◆ **Selected text**
#####

Mammograms for women in their 40s weighed

Mammograms for women in their 40s could help some at high risk of breast cancer, a new analysis suggests.

When benefit vs harm balance tips in favour of mammography estimated for women in their 40s

Mammography can't avert most breast cancer deaths, the head of the American Cancer Society says. (Enrique Castro-Mendivil/Reuters)

Mammograms for women in their 40s could help some at high risk of breast cancer, a new analysis suggests.

In Monday's online issue of the Annals of Internal Medicine, U.S. researchers looked at the benefits of screening in terms of breast cancer deaths averted. They also weighed the harms from false-positive mammography exams that sometimes lead to extra procedures, pain and anxiety.

"Our research suggests the benefit-harm balance is tipped in favor of every-other-year screening for women in their 40s who are at about twice the average risk of developing breast cancer," the study's senior author, Dr. Jeanne Mandelblatt of Georgetown Lombardi Comprehensive Cancer Center in Washington, said in a release.

Whether the benefits of mammography outweigh the potential harms has been called into question this year, particularly for women aged 40 to 49.

Mammography aims to detect breast cancer when it is localized and curable to prevent advanced disease and breast cancer deaths.

Conditions the U.S. researchers said double the risk of breast cancer include:

  • Having extremely dense breasts (13 per cent of the population aged 40 to 49).
  • Having a parent, sibling or child with breast cancer (9 per cent of the population aged 40 to 49).

In comparison, factors such as current use of oral contraceptives, never giving birth to a child, or giving birth to a first child after age 30 increased a woman's risk of breast cancer by 1.0- to 1.5-fold.

Individual guidelines

The researchers said they hope the results will guide the development of individualized, risk-based screening guidelines.

#####

◆ **Problems to solve**
**A)** According to the mammography article, why do false-positive mammography exams count as a harm? Answer in one to three sentences.
**B)** Can you continue the article on mammograms for women in their 40s, picking up after its final sentence?
The data that comes next has nothing to do with the mammography article.

#####

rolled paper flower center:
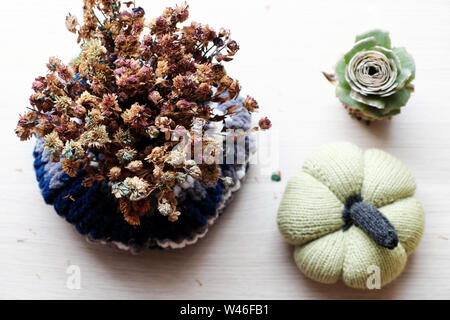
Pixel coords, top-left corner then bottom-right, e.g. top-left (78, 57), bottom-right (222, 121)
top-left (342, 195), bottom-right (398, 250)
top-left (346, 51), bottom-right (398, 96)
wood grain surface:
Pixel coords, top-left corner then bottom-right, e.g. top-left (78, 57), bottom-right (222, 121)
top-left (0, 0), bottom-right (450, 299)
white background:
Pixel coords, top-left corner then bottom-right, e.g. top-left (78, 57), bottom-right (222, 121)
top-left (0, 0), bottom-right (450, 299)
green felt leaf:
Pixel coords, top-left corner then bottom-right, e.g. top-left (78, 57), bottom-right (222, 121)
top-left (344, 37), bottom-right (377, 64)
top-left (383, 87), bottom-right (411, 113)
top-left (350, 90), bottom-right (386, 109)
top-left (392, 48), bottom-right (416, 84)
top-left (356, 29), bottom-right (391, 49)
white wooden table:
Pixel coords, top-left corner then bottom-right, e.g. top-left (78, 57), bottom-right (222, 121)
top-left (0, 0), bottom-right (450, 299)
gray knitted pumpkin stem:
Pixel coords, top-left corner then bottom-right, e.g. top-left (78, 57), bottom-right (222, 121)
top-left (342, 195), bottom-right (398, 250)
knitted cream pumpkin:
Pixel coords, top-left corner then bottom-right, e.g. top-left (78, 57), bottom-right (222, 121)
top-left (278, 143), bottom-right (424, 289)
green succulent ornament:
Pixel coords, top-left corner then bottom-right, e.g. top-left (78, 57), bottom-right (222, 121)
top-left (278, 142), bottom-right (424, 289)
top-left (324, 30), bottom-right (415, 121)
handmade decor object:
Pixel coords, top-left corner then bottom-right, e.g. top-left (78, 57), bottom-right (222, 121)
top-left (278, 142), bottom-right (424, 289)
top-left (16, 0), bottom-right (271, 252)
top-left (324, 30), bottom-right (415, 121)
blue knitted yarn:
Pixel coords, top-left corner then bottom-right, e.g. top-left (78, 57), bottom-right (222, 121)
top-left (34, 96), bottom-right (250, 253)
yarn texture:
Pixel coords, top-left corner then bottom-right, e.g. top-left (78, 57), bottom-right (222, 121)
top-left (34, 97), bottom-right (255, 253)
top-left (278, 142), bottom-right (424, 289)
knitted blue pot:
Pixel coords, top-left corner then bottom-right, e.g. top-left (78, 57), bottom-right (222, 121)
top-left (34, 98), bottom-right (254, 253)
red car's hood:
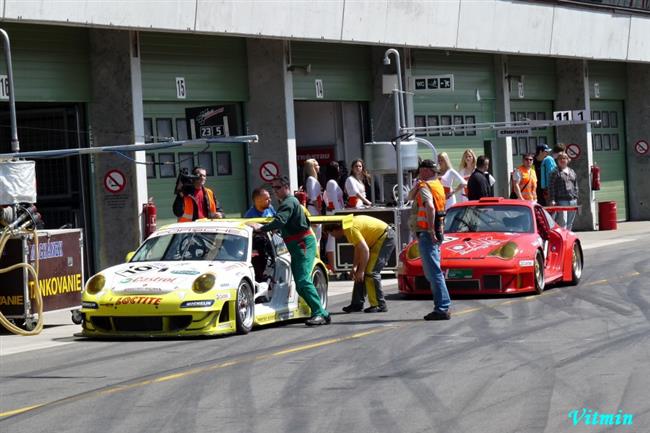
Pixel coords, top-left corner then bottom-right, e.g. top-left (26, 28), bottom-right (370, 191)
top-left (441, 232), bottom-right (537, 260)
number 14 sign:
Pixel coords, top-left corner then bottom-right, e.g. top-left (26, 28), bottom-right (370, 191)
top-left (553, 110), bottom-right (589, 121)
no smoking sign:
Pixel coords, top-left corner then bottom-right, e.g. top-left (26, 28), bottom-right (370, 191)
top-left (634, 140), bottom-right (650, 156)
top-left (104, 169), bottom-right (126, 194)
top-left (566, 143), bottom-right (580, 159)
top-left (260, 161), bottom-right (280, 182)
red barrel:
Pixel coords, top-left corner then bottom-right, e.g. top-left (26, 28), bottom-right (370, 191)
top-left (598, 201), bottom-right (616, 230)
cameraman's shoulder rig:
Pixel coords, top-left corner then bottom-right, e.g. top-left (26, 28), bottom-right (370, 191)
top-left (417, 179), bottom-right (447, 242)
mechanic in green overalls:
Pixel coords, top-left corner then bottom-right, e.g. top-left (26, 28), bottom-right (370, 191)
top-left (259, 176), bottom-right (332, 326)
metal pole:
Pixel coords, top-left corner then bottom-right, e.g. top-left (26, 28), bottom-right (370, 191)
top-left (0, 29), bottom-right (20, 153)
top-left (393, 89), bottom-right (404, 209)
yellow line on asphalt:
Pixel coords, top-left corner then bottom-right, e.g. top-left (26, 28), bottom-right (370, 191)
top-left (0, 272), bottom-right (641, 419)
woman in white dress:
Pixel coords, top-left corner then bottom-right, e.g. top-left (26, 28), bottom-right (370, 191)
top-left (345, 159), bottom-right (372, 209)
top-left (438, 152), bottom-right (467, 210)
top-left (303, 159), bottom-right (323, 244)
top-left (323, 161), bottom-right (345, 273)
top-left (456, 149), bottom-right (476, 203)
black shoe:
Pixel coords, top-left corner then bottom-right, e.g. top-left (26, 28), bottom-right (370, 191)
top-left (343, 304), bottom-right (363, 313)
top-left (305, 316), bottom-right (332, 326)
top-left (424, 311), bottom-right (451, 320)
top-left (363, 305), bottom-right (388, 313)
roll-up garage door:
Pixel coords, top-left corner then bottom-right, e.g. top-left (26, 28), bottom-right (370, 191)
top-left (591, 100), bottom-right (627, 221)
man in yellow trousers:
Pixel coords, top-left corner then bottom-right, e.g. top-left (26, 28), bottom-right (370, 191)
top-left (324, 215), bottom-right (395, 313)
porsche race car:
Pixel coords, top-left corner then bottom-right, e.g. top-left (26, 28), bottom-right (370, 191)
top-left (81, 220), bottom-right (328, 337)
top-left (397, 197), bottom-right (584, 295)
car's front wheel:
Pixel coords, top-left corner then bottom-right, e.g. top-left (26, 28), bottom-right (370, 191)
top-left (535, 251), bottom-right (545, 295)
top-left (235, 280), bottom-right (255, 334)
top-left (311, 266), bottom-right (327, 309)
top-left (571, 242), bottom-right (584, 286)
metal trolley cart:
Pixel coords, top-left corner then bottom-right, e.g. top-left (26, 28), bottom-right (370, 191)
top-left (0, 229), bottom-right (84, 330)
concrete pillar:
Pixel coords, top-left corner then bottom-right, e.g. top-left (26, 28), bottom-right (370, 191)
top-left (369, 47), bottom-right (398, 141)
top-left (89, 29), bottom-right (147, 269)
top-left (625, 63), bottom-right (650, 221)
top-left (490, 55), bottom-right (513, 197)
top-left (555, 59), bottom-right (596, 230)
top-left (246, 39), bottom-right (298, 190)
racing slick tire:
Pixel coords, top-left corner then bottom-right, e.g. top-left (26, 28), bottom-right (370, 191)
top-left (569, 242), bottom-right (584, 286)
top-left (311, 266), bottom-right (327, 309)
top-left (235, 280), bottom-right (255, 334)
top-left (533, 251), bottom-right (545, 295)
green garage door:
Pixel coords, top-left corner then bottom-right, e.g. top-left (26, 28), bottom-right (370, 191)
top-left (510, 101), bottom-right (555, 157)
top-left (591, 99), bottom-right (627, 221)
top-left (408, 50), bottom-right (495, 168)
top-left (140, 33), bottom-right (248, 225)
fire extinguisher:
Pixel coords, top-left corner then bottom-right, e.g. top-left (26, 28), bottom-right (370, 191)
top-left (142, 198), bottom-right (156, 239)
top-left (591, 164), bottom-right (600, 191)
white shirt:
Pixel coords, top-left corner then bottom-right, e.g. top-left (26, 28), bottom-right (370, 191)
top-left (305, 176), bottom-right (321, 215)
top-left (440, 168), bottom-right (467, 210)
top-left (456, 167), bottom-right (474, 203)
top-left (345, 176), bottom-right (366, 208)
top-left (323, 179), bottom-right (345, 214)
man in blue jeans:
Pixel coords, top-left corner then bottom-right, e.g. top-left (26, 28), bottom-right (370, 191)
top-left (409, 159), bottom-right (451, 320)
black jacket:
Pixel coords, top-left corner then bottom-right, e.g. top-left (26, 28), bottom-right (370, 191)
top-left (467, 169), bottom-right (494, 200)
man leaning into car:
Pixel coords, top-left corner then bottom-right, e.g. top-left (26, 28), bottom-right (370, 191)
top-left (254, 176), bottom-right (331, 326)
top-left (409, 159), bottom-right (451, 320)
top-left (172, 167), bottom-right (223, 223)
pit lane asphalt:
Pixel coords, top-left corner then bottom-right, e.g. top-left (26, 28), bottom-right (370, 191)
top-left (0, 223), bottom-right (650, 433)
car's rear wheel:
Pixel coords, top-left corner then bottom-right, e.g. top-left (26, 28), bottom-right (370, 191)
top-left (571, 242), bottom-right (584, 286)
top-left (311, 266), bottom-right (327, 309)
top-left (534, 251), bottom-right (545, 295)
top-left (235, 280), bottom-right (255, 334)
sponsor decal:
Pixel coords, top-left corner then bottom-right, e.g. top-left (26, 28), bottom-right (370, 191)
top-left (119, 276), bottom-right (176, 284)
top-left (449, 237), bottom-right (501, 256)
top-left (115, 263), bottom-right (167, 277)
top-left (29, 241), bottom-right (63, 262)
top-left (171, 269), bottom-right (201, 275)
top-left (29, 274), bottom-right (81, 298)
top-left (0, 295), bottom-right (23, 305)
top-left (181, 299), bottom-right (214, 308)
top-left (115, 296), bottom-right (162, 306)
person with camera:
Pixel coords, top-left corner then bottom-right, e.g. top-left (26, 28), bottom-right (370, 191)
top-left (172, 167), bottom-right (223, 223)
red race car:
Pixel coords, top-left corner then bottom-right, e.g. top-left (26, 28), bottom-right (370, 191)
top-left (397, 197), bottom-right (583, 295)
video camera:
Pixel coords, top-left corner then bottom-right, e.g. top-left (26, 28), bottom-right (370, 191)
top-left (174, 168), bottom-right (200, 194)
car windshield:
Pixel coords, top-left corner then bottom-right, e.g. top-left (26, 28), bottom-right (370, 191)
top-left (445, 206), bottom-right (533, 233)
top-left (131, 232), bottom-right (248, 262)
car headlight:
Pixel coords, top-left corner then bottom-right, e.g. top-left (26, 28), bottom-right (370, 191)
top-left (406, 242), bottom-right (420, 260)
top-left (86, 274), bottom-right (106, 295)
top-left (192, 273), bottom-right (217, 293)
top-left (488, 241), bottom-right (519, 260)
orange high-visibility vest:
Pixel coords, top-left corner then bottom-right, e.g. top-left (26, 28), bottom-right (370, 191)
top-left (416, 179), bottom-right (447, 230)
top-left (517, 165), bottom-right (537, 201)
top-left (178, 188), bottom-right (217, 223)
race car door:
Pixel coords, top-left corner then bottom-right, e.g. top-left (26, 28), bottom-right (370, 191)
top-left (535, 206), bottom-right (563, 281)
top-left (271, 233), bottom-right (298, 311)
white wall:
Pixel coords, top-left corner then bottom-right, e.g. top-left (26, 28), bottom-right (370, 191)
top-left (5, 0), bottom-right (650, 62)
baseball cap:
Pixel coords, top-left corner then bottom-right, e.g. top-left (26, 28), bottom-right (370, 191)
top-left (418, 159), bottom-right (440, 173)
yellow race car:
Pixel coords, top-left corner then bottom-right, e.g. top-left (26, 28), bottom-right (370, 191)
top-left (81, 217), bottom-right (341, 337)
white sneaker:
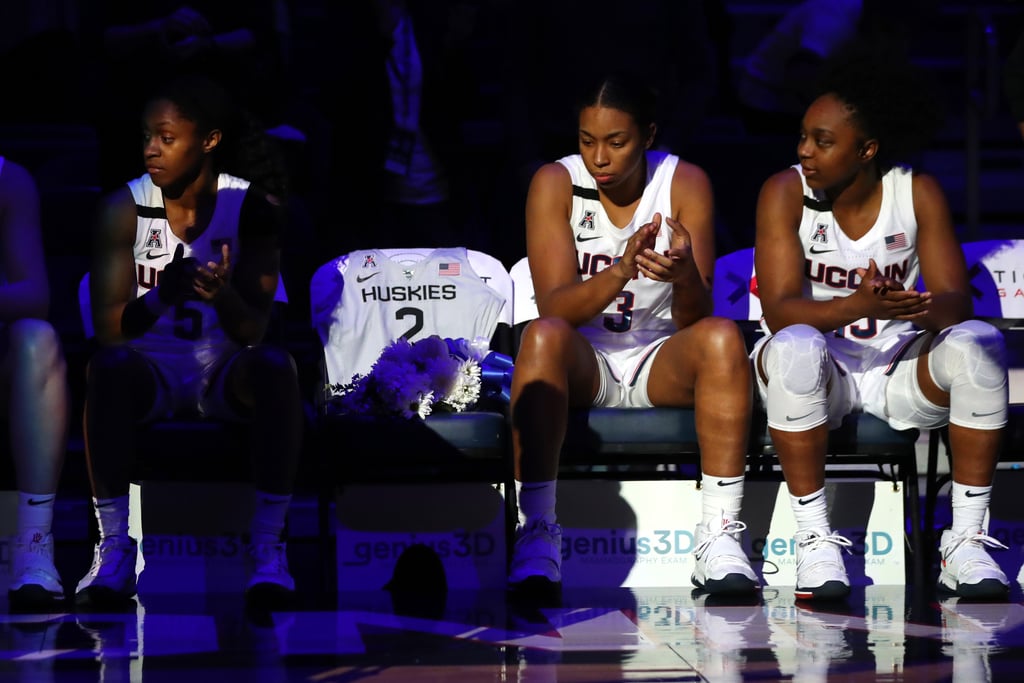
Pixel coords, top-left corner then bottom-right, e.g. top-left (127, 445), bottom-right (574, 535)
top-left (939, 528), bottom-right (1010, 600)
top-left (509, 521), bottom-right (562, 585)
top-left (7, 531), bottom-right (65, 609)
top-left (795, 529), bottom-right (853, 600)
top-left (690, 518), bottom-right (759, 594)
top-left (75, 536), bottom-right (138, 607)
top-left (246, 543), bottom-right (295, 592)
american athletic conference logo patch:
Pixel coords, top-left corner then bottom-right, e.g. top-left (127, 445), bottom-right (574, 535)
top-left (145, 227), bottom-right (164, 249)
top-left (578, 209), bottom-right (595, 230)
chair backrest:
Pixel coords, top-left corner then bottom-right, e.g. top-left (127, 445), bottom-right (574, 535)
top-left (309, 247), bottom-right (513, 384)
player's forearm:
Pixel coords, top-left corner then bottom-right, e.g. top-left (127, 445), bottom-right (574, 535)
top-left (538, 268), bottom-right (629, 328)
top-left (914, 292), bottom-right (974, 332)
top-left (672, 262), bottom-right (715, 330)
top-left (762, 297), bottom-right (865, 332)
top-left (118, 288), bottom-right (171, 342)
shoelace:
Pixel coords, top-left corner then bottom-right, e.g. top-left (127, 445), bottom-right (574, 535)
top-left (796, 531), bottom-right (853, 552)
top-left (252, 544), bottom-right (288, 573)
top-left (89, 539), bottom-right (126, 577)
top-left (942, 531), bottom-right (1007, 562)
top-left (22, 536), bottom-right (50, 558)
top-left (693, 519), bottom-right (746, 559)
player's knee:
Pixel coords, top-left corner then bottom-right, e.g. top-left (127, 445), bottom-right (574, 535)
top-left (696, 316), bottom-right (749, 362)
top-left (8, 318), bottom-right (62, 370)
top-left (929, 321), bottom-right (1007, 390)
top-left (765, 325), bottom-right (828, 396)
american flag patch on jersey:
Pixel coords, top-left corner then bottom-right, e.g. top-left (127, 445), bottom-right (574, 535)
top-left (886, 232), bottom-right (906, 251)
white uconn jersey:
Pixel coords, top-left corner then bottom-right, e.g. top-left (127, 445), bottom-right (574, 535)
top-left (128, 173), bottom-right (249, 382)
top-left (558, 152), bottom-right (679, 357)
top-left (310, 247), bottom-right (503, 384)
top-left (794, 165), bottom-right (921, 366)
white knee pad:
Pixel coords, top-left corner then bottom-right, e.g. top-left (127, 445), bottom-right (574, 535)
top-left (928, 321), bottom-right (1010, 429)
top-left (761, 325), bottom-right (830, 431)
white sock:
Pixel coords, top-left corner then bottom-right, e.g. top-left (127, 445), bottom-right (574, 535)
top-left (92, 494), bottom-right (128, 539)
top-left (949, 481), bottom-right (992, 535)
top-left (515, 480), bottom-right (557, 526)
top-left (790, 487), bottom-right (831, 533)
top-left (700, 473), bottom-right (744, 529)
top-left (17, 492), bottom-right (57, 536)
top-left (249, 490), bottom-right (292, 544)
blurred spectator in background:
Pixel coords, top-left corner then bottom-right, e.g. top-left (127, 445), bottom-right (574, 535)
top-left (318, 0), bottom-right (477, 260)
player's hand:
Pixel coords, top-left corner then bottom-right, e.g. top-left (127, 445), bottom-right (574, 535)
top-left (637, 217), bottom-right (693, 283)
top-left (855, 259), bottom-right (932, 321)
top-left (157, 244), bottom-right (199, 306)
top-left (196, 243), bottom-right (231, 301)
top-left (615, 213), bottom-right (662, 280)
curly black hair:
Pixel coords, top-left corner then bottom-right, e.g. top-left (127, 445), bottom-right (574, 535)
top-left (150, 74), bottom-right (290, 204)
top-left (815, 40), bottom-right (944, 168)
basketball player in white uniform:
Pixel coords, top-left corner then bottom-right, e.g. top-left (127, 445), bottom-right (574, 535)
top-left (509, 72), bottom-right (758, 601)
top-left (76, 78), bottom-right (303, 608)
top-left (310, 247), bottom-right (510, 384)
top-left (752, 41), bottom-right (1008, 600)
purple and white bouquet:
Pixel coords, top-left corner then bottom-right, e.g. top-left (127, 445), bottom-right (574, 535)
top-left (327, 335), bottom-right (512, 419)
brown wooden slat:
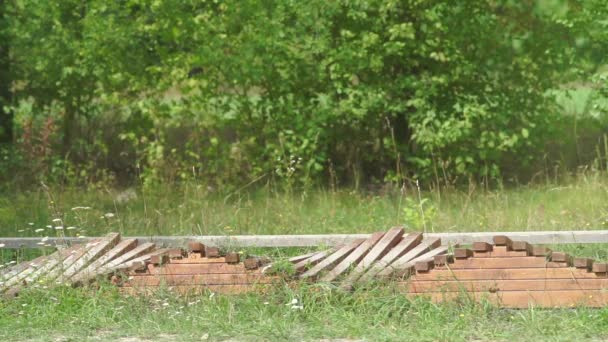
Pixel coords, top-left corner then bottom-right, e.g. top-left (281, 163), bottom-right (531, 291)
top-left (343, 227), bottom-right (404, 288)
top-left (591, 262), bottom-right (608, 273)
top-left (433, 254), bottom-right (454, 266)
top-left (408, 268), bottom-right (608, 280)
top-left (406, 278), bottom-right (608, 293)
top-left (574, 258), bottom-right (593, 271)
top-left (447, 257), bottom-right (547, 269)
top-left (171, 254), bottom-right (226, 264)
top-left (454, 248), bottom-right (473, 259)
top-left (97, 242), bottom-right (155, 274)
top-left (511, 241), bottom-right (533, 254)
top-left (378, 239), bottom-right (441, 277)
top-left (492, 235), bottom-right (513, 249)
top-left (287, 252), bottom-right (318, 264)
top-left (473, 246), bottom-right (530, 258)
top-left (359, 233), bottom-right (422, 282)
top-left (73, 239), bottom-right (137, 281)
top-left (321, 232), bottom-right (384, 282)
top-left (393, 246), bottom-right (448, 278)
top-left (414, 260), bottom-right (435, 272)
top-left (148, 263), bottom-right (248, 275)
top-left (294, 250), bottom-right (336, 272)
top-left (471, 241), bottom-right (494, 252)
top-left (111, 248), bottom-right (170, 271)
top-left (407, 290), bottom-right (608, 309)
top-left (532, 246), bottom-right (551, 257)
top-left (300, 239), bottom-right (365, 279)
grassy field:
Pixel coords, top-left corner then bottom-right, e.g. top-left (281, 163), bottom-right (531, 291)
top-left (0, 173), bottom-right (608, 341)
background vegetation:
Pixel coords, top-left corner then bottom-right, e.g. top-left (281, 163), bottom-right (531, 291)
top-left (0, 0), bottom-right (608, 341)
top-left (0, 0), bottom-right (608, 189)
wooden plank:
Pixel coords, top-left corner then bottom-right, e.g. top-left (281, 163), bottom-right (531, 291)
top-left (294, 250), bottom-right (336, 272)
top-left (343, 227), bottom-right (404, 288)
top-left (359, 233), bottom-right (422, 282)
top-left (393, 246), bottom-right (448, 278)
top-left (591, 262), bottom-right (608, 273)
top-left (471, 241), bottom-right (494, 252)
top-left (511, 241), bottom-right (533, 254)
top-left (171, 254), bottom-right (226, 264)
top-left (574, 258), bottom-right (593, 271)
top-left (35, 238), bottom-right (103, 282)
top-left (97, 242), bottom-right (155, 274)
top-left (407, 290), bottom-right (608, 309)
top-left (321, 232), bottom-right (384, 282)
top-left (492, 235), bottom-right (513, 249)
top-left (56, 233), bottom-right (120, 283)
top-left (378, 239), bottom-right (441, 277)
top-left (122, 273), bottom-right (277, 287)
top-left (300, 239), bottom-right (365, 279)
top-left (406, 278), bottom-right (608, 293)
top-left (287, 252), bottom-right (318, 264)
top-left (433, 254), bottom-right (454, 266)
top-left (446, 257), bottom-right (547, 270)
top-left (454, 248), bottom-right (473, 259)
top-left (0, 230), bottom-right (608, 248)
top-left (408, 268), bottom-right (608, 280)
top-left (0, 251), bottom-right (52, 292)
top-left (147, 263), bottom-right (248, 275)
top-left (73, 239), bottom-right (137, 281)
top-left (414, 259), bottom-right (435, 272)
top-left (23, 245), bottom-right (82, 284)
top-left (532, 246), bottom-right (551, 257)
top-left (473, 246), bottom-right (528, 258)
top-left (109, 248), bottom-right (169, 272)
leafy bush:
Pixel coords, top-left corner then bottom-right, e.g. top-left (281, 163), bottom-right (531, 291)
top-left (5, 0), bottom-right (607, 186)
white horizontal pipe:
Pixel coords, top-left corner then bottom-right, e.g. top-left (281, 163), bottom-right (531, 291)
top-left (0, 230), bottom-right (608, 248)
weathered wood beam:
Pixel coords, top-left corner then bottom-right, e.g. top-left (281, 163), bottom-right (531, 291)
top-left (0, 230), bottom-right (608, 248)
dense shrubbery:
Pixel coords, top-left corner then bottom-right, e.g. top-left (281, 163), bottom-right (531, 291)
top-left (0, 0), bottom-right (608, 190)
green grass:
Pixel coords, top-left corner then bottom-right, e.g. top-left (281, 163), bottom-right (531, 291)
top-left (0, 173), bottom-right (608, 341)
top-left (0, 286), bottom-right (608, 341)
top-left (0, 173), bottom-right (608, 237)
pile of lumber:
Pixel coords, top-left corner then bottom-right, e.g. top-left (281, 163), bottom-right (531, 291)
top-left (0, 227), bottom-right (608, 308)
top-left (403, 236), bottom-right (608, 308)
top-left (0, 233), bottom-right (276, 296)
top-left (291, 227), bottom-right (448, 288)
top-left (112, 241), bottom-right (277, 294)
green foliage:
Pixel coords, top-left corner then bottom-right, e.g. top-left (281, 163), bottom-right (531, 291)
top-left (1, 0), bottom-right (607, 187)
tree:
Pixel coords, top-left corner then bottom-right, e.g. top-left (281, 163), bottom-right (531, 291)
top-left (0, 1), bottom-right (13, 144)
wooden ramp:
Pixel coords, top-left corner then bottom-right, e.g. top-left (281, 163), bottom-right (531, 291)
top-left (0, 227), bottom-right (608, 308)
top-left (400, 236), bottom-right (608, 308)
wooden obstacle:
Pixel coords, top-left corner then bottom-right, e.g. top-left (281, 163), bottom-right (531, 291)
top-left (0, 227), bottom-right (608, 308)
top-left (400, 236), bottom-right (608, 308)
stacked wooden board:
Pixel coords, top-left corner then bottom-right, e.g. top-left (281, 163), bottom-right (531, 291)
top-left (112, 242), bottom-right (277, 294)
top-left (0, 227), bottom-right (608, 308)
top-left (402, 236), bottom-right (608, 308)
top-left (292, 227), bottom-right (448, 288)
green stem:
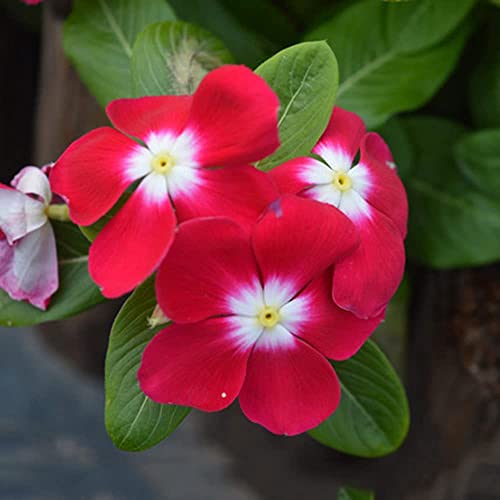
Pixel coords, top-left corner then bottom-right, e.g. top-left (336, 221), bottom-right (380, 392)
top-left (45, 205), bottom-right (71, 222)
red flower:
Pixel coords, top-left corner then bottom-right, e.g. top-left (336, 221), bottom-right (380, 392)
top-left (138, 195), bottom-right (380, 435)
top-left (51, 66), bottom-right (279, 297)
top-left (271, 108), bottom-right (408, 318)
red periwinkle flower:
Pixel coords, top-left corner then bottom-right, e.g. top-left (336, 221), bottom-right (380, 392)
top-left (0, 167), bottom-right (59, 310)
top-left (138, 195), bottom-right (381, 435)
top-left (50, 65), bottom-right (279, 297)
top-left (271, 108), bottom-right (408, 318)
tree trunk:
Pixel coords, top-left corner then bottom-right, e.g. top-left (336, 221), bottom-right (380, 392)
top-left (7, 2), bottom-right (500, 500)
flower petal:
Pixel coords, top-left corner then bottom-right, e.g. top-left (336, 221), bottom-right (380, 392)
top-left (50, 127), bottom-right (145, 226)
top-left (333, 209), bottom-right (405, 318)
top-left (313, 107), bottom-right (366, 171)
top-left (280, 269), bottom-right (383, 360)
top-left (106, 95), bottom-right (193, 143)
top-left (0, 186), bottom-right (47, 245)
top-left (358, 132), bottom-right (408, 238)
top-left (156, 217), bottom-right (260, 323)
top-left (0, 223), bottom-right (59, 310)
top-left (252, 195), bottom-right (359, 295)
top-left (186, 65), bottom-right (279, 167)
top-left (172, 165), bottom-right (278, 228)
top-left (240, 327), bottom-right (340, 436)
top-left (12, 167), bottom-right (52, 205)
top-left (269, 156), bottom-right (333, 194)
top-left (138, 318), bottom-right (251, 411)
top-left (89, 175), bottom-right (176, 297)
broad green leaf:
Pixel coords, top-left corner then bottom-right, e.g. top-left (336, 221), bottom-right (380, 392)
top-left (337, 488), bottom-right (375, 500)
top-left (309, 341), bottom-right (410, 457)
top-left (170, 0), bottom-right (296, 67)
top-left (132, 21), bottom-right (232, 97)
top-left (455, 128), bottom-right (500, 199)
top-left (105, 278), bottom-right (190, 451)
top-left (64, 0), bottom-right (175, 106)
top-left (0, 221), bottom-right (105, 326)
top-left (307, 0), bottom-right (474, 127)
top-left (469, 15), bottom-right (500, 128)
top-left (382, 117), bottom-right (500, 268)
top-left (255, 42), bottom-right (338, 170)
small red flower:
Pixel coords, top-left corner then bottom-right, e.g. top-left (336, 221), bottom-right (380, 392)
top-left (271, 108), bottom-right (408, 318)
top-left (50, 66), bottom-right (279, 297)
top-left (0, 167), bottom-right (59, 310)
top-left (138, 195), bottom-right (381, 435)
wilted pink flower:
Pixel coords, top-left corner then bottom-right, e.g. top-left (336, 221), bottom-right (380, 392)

#####

◆ **Answer set**
**A)** False-positive mammography exams count as a harm because they sometimes lead to extra procedures, pain and anxiety.

**B)**
Dr. Otis Brawley, chief medical and scientific officer of the American Cancer Society, wrote a journal editorial accompanying the research.

Brawley stressed that people need to be educated about the benefits and risks of mammography when making screening decisions.

"I worry that the public perceives mammography as a better technology than it actually is," Brawley said. "Truth be told, it cannot avert all or even most breast cancer deaths."

Brawley concluded that breast screening guidelines tailored to the individual might recommend some women at very high risk get tested annually, some at intermediate risk get it every two years and those at normal risk start at a later age.

"Ultimately, the preferences of individual women, recognizing the potential for harm and benefit, should be respected."

All provincially organized screening programs in Canada encourage women aged 50 to 69 with no symptoms to have regular screening mammograms. The frequency depends on a woman's individual risk factors, such as family history.

Cancer specialists say the decrease in breast cancer mortality since 1985 is thanks to a combination of mammography screening, early detection from greater awareness and improvements in treatments.

The research was funded by the U.S. National Cancer Institute.